_Extract to read_
• • • • •
Evernote was on my computer, and on my phone; it's where I'd note down an idea when I had it, and since it was there I may as well just expand on it in there. When I'm doing solo comics then most of my notes in EN were collections of vague outlines, dialogue fragments, and photographs of scribbly sketchbook pages; actual writing mostly happened in Illustrator. It was easy to expand that to have a script sitting there in EN, since we were both already used to using it. Plus since EN is about keeping notebooks rather than files it's pretty nice to just have one place that holds all the various words and pictures related to getting from "some ideas we've kicked around" to "a script that I can turn into a bunch of Illustrator files on my hard drive".
This is similar to how there are a lot of programmers who do everything in Emacs. You're already there all the time, and it may not be perfectly built for this, but you can do most of what you need in it, so why not?
If you want to be totally anal about doing it The Traditional Industry Way then you can use a complex word processor template adapted from screenwriting templates and deal with rigid page counts. If you are not working as part of an assembly line with distinct separations between Writers and Editors and Pencillers and Inkers and Colorists and Letterers then your script can a pretty casual thing with simple formatting, and Evernote can handle that just fine. Or at least it could before v10 threw all performance in the toilet for that shitty Electron rewrite.
• • • • •
(Rows from a pointing dataset)
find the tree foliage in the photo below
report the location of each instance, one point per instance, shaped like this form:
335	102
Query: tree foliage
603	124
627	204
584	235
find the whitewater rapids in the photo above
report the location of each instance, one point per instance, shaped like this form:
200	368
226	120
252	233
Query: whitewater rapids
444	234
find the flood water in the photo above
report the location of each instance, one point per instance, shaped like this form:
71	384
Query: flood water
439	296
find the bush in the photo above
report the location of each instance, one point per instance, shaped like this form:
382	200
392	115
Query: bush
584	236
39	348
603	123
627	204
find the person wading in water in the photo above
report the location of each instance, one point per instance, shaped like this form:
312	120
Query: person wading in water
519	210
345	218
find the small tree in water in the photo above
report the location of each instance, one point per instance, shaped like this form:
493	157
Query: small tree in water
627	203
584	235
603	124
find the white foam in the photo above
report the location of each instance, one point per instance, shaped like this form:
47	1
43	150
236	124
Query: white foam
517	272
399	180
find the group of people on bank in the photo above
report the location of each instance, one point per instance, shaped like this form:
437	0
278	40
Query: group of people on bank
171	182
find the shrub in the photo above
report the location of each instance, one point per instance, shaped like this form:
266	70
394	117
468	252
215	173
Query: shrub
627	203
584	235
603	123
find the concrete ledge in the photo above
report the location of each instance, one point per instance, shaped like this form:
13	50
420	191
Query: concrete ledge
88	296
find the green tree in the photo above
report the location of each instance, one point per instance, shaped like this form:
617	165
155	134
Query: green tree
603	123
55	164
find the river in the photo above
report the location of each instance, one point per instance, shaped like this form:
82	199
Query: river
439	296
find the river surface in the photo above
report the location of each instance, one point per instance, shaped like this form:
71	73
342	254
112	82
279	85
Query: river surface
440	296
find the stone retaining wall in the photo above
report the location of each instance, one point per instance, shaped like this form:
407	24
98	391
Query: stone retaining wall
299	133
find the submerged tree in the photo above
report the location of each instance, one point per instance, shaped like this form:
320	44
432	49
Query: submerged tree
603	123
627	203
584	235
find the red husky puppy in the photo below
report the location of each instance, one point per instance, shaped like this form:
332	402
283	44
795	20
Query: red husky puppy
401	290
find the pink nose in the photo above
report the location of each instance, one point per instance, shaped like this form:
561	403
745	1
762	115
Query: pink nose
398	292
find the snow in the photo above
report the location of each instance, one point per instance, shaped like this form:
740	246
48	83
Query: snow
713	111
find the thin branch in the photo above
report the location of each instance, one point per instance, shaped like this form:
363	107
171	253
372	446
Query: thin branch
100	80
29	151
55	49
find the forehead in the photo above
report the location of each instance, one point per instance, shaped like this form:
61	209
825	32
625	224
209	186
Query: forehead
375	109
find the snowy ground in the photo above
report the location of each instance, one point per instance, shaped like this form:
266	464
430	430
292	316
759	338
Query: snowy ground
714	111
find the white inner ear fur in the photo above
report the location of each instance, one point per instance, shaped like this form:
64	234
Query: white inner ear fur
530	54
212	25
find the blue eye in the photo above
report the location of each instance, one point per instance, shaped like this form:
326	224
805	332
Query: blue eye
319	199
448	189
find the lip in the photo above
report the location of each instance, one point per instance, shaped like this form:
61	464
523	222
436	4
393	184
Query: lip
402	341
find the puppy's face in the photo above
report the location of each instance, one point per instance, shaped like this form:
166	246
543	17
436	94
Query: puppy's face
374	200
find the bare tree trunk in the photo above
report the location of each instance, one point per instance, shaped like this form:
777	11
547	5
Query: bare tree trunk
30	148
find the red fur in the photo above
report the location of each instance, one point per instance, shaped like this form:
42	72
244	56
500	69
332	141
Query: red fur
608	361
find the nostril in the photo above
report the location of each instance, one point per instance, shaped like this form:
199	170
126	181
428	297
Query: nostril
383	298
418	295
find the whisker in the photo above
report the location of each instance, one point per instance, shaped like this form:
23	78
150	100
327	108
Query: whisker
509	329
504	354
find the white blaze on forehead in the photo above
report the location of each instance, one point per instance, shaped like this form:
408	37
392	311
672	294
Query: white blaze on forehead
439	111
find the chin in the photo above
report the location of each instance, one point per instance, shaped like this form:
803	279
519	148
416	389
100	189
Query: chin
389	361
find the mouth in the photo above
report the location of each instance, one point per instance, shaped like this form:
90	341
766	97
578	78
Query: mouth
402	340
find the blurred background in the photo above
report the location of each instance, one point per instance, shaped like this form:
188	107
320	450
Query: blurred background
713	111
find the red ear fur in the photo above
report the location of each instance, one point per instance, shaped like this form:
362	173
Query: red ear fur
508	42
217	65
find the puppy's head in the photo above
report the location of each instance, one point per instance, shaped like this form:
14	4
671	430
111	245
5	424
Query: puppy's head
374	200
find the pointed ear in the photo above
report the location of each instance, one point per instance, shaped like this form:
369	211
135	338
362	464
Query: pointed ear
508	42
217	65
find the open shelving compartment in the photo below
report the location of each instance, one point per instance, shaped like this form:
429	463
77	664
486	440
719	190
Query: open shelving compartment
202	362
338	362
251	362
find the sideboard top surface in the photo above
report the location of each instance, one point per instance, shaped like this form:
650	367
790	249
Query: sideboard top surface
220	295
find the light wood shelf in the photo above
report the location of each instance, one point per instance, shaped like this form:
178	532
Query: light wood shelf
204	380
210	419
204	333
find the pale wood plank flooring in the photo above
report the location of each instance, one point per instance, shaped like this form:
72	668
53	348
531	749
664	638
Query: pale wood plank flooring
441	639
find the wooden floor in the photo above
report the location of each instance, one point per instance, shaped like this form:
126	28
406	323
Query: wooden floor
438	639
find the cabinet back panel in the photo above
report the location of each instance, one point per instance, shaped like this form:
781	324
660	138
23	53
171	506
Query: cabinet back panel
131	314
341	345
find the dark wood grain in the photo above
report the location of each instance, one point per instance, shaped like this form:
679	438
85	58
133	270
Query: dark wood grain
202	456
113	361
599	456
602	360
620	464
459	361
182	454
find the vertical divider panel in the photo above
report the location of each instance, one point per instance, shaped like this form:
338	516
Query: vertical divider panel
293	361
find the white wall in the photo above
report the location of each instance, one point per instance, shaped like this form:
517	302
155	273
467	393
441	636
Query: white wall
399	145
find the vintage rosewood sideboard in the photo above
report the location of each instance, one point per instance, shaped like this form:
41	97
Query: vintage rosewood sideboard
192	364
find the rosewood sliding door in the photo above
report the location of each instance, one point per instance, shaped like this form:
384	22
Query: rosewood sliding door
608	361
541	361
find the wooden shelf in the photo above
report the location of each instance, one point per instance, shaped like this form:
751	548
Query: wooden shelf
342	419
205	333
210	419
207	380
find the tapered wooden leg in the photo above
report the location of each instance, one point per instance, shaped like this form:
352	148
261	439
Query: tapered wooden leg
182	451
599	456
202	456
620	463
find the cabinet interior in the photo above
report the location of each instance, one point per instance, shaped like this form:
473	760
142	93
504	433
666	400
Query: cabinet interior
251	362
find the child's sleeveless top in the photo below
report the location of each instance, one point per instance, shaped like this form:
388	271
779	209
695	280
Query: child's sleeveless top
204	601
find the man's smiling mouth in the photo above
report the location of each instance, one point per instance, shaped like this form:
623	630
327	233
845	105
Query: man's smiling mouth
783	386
• • • • •
_Given request_
Transcribe the passage about writing comic scripts in Evernote word for word, from its first sentence to its last.

_Solution for this task_
Evernote was on my computer, and on my phone; it's where I'd note down an idea when I had it, and since it was there I may as well just expand on it in there. When I'm doing solo comics then most of my notes in EN were collections of vague outlines, dialogue fragments, and photographs of scribbly sketchbook pages; actual writing mostly happened in Illustrator. It was easy to expand that to have a script sitting there in EN, since we were both already used to using it. Plus since EN is about keeping notebooks rather than files it's pretty nice to just have one place that holds all the various words and pictures related to getting from "some ideas we've kicked around" to "a script that I can turn into a bunch of Illustrator files on my hard drive".
This is similar to how there are a lot of programmers who do everything in Emacs. You're already there all the time, and it may not be perfectly built for this, but you can do most of what you need in it, so why not?
If you want to be totally anal about doing it The Traditional Industry Way then you can use a complex word processor template adapted from screenwriting templates and deal with rigid page counts. If you are not working as part of an assembly line with distinct separations between Writers and Editors and Pencillers and Inkers and Colorists and Letterers then your script can a pretty casual thing with simple formatting, and Evernote can handle that just fine. Or at least it could before v10 threw all performance in the toilet for that shitty Electron rewrite.